- [TEXT PROVIDED]:
===============

Get started with Cadence, an open source workflow engine

Cadence simplifies the complexity of distributed systems so that developers can focus on creating applications built for high durability, availability, and scalability.
2 readers like this.
Tips and gears turning

opensource.com

Modern applications require complicated interactions between long-running business processes, internal services, and third-party APIs. To say it's been a challenge for developers is putting it mildly. Managing these processes means tracking complex states, preparing responses to asynchronous events, and communicating with often unreliable external dependencies.

Developers typically take on these complex challenges with solutions that are just as convoluted, assembling unwieldy systems that leverage stateless services, databases, retry algorithms, and job scheduling queues. Because these complex systems obscure their own business logic, availability issues are common, often stemming from the application's dependence on scattered and unproven components. Developer productivity is regularly sacrificed to keep these sprawling, troubled systems from collapsing.

===============

- [ENTRIES SUPPLIED]:
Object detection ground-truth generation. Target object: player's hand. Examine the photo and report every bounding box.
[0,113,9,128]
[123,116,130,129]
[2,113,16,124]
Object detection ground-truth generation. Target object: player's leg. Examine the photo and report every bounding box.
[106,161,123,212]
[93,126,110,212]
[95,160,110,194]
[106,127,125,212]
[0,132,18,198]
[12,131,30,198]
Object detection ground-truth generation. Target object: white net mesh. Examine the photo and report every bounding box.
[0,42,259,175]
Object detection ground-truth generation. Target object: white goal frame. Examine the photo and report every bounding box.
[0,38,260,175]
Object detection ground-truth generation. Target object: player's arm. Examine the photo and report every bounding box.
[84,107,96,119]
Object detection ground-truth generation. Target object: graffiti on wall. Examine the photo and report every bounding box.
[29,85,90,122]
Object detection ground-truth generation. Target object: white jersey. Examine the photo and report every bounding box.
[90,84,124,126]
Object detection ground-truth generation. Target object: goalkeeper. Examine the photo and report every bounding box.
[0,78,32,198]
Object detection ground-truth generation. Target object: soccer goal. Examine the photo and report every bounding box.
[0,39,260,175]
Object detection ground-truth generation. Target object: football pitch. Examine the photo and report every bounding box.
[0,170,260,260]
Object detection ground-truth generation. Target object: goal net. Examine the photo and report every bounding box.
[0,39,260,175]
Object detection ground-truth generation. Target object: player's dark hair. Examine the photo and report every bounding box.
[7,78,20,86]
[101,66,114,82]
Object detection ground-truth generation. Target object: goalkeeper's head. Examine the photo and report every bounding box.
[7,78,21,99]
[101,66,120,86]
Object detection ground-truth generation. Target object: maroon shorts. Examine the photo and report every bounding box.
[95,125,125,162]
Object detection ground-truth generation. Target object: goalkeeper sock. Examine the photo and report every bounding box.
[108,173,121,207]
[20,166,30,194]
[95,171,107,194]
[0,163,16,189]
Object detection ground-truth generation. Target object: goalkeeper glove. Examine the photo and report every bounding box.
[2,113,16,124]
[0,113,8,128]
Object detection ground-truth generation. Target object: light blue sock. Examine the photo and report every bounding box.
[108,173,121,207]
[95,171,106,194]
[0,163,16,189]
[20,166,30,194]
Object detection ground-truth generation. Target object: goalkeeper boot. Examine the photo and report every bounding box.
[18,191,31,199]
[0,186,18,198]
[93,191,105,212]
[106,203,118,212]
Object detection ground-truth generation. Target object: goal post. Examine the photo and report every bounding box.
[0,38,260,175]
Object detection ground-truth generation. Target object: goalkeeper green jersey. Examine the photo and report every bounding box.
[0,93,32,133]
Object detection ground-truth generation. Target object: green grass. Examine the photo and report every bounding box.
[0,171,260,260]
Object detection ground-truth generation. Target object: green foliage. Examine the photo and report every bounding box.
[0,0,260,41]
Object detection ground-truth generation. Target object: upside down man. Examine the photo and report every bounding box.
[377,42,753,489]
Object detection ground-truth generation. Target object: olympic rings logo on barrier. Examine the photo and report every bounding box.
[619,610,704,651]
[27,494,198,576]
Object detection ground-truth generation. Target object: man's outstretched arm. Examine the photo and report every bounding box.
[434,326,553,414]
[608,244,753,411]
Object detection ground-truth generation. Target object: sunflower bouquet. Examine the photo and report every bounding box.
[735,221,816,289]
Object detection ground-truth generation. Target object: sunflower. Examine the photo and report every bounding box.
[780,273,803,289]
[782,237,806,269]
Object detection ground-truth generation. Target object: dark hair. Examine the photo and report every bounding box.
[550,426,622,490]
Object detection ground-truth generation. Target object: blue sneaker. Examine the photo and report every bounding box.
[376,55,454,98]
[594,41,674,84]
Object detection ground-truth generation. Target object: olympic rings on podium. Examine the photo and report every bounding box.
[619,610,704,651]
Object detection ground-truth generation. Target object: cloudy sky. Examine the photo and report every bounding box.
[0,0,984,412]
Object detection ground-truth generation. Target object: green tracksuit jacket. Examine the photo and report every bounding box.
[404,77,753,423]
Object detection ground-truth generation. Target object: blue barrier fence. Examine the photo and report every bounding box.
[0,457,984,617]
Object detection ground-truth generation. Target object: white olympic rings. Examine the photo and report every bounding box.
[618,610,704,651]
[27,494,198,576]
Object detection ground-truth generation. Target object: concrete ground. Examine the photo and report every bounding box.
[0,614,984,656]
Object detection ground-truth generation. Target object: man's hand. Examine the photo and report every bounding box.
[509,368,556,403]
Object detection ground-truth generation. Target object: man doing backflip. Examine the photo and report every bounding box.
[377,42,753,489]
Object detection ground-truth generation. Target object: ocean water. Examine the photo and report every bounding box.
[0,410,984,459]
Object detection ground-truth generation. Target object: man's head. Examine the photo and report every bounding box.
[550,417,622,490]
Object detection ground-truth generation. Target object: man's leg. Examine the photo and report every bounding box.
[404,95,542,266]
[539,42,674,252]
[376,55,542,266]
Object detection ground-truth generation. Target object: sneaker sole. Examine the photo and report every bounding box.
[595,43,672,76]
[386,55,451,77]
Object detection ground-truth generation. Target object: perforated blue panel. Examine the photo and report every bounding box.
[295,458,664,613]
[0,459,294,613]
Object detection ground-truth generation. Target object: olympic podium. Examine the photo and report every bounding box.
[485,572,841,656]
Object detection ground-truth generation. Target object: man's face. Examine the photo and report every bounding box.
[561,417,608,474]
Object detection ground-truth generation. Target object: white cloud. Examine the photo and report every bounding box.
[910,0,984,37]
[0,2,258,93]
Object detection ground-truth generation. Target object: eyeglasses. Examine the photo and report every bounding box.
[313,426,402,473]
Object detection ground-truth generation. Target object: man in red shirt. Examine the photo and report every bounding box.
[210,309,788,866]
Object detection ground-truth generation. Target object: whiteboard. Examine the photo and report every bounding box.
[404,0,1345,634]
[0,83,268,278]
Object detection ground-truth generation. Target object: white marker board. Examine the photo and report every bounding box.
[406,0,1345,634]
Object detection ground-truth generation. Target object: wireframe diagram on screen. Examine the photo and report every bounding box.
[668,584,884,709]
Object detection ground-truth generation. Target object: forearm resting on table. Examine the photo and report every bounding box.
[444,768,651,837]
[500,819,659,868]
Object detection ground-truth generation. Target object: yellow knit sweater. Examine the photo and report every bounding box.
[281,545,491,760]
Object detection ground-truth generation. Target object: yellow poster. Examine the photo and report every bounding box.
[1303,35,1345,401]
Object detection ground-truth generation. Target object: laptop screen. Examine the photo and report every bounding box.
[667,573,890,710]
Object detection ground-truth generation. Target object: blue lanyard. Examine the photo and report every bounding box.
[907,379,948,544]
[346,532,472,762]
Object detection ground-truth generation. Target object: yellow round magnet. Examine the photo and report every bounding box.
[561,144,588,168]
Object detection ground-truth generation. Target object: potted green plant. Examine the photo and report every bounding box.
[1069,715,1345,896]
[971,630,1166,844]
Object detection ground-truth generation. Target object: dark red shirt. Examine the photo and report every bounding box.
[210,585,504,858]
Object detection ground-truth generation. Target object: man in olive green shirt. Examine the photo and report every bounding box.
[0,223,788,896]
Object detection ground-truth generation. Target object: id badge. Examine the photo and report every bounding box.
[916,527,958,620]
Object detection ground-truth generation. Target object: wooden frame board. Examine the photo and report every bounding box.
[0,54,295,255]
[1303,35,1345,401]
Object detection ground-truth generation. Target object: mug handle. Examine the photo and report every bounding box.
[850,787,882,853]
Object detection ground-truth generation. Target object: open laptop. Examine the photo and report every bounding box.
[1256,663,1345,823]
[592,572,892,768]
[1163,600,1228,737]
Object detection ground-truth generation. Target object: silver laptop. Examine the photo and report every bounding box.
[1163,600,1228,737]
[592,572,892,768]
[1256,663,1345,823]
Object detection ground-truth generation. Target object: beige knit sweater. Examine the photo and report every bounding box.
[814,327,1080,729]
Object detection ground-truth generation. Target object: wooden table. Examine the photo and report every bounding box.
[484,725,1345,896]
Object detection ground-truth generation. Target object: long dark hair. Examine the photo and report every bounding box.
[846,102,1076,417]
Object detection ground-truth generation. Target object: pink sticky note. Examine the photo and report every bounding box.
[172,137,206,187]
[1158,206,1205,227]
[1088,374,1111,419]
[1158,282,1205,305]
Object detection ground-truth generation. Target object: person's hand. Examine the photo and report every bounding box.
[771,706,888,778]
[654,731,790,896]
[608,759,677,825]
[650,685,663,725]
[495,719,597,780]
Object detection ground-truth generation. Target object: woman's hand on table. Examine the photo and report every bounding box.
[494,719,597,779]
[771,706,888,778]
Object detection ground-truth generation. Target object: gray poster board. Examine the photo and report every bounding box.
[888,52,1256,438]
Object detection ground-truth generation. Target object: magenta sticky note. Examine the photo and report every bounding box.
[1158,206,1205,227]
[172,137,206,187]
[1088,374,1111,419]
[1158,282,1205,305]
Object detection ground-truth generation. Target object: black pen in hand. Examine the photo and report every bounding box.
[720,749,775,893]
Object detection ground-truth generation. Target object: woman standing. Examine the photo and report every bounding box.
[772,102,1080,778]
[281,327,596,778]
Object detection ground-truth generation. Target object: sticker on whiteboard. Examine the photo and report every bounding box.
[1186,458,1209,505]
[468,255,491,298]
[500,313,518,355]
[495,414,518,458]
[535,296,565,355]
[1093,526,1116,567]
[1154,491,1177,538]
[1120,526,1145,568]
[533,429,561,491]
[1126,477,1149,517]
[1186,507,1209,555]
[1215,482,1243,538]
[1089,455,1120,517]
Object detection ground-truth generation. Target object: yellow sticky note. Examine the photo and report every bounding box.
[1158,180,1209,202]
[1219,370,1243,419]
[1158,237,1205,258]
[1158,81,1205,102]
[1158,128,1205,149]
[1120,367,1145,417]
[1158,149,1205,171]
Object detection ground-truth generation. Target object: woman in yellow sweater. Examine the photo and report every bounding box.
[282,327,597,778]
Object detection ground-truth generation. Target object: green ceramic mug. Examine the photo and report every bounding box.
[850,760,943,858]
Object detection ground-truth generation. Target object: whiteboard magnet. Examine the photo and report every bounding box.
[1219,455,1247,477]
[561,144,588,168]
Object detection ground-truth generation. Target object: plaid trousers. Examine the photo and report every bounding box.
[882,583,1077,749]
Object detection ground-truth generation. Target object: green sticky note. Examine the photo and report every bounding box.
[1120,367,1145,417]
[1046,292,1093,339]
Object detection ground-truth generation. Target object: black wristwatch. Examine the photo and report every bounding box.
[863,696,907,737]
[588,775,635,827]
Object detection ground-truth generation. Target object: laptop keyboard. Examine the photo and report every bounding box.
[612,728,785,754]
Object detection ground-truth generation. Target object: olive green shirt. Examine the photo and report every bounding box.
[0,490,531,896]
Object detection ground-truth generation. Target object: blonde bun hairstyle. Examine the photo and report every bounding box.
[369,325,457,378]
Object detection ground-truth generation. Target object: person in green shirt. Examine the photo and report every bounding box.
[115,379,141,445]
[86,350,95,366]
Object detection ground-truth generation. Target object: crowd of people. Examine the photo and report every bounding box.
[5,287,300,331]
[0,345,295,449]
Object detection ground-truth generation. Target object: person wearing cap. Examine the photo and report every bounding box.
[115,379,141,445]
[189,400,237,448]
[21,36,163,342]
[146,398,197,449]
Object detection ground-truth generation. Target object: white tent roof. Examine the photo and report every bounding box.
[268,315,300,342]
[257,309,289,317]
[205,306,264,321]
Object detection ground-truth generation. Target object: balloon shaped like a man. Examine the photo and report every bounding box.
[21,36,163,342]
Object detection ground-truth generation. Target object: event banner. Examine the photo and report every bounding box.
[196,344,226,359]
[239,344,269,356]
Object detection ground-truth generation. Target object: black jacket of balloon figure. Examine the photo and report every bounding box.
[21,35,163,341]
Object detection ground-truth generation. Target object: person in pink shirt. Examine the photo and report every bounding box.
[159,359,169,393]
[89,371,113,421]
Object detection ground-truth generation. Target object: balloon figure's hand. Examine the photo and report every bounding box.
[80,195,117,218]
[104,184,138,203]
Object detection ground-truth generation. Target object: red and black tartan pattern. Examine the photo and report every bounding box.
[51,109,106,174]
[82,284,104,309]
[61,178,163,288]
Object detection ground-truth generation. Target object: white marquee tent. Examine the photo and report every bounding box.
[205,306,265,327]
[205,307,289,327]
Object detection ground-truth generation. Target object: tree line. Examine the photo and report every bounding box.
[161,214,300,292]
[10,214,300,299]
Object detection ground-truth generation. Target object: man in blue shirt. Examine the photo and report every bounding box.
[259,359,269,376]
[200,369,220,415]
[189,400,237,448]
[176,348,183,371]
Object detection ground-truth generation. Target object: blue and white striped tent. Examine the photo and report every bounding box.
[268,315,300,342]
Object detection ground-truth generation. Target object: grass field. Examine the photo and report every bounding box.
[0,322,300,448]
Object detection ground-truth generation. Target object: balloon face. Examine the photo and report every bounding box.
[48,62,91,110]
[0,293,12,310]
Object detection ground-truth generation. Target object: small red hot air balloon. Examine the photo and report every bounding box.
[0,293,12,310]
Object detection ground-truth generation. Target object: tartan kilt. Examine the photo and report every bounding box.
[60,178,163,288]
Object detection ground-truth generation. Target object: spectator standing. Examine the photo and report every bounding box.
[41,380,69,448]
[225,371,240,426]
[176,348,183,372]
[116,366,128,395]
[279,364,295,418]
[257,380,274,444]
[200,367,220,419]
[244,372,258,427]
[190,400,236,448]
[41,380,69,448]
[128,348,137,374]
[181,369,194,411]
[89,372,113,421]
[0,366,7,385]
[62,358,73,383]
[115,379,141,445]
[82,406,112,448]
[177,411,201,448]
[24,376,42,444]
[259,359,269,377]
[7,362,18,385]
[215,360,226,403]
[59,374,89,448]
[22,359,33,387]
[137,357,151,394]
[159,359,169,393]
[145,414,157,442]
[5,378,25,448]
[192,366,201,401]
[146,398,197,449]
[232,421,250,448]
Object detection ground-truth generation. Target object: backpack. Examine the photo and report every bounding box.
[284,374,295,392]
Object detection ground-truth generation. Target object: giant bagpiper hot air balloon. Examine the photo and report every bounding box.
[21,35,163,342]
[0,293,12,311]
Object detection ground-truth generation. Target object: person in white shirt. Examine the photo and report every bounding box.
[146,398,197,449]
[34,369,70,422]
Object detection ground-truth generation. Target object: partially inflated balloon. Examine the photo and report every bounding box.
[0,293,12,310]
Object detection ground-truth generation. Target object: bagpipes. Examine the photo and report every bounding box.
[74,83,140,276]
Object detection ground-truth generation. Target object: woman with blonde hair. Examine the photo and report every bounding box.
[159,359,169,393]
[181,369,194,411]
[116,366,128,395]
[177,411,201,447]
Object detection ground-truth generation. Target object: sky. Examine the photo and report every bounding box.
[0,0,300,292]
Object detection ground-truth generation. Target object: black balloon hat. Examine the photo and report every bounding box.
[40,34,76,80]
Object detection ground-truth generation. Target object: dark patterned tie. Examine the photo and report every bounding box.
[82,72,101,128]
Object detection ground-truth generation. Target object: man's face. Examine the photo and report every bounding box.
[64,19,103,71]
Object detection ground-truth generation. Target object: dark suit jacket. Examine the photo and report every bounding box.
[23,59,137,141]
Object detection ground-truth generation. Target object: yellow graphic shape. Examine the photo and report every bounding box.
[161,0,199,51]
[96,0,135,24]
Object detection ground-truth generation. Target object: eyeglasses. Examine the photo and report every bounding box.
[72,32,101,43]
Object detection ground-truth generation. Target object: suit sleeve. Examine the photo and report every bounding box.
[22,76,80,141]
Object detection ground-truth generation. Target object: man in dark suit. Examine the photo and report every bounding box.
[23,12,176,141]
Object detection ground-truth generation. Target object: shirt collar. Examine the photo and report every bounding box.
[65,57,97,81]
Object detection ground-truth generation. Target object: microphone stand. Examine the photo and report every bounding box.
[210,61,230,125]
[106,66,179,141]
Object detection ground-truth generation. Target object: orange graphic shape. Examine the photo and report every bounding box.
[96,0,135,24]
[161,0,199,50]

===============

- [EXERCISE REQUIREMENTS]: Translate this sentence from the Cadence text into Spanish: "Modern applications require complicated interactions between long-running business processes, internal services, and third-party APIs." The listing is separate material and has no connection to the Cadence text.

- [FINAL ANSWER]: Las aplicaciones modernas requieren interacciones complicadas entre procesos de negocio de larga duración, servicios internos y API de terceros.